Could you write out every record below exactly, leaving out any pictures?

═════ Source records

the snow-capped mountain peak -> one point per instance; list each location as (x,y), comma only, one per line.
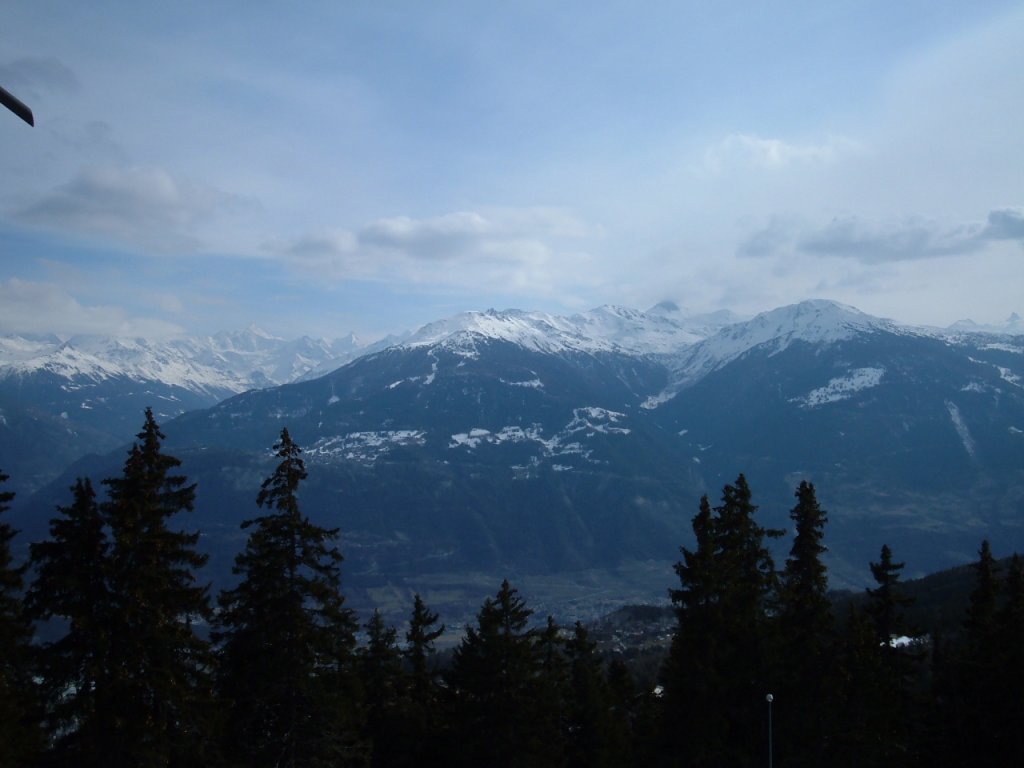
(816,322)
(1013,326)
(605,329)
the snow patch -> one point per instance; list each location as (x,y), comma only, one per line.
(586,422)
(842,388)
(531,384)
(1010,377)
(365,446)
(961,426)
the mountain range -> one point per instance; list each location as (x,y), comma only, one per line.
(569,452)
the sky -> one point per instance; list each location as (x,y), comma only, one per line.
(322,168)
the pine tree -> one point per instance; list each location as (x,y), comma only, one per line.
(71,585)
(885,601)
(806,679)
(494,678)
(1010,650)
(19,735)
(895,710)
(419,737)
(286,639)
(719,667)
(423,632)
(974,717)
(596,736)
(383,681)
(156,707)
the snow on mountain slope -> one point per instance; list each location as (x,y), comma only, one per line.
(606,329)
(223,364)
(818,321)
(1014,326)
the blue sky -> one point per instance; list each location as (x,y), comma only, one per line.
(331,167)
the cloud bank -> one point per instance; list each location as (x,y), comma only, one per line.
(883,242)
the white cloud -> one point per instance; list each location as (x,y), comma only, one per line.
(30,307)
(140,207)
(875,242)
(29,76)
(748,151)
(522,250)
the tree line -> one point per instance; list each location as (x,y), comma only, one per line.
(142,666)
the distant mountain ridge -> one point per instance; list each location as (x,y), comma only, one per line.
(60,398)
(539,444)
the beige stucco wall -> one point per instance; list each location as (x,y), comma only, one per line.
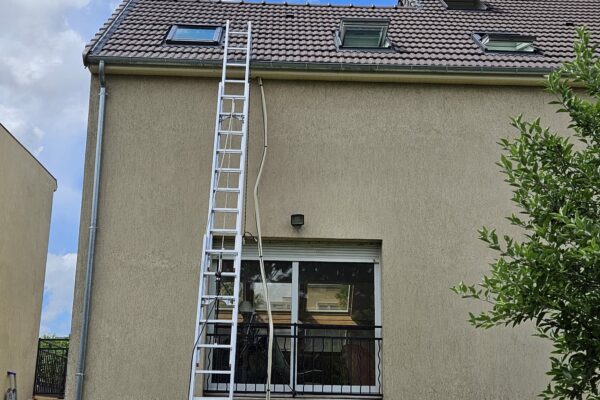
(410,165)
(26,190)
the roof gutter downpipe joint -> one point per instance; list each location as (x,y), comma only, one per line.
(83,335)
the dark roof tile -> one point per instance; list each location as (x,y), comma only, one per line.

══════════

Full solution:
the snow-capped mountain peak -> one point per instance; list each location as (x,y), comma only, one per line.
(816,322)
(1013,326)
(605,329)
the snow patch -> one point per instance; list each location as (x,y), comma only, one per line.
(586,422)
(842,388)
(531,384)
(1010,377)
(365,446)
(961,426)
the mountain range -> one point per instance; list each location as (x,y), comma only, one per line.
(569,452)
the sky -> one point per instance; list each location as (x,y), comma only, one per line.
(322,168)
the pine tree -> one point per instance; list each location as (x,y), comma only, one per line.
(71,585)
(885,601)
(806,679)
(494,678)
(1010,650)
(19,735)
(895,710)
(419,737)
(286,639)
(719,667)
(423,632)
(974,717)
(596,736)
(383,681)
(156,707)
the snow on mountain slope -> one point per instance; list each location as (x,y), comma only, one per line.
(606,329)
(223,364)
(818,321)
(1014,326)
the blue sky -> one point per instance; list each location as (x,y), comma only, one per line.
(331,167)
the cloud bank -> one point per instance; list each location as (x,y), comma only, one per line.
(883,242)
the white cloud -> one point per instance; list each location as (x,y), comma only, one per line.
(30,307)
(140,207)
(875,242)
(29,76)
(748,151)
(522,250)
the tree line -> one point per instance; list each location as (x,y), comma only, one per line.
(142,666)
the distant mountain ridge -> one point per instance; list each location as (x,y), comma only, one per line.
(60,398)
(539,444)
the beige stucco wall -> one point per instance; list each location as (x,y), comma only, one per line.
(410,165)
(26,190)
the roof gutter downpipe joint -> one point per instance; list each location as (x,y), comma only, one per line.
(83,335)
the dark roof tile -> one point per instance; list each location as (x,y), comma only, one per line.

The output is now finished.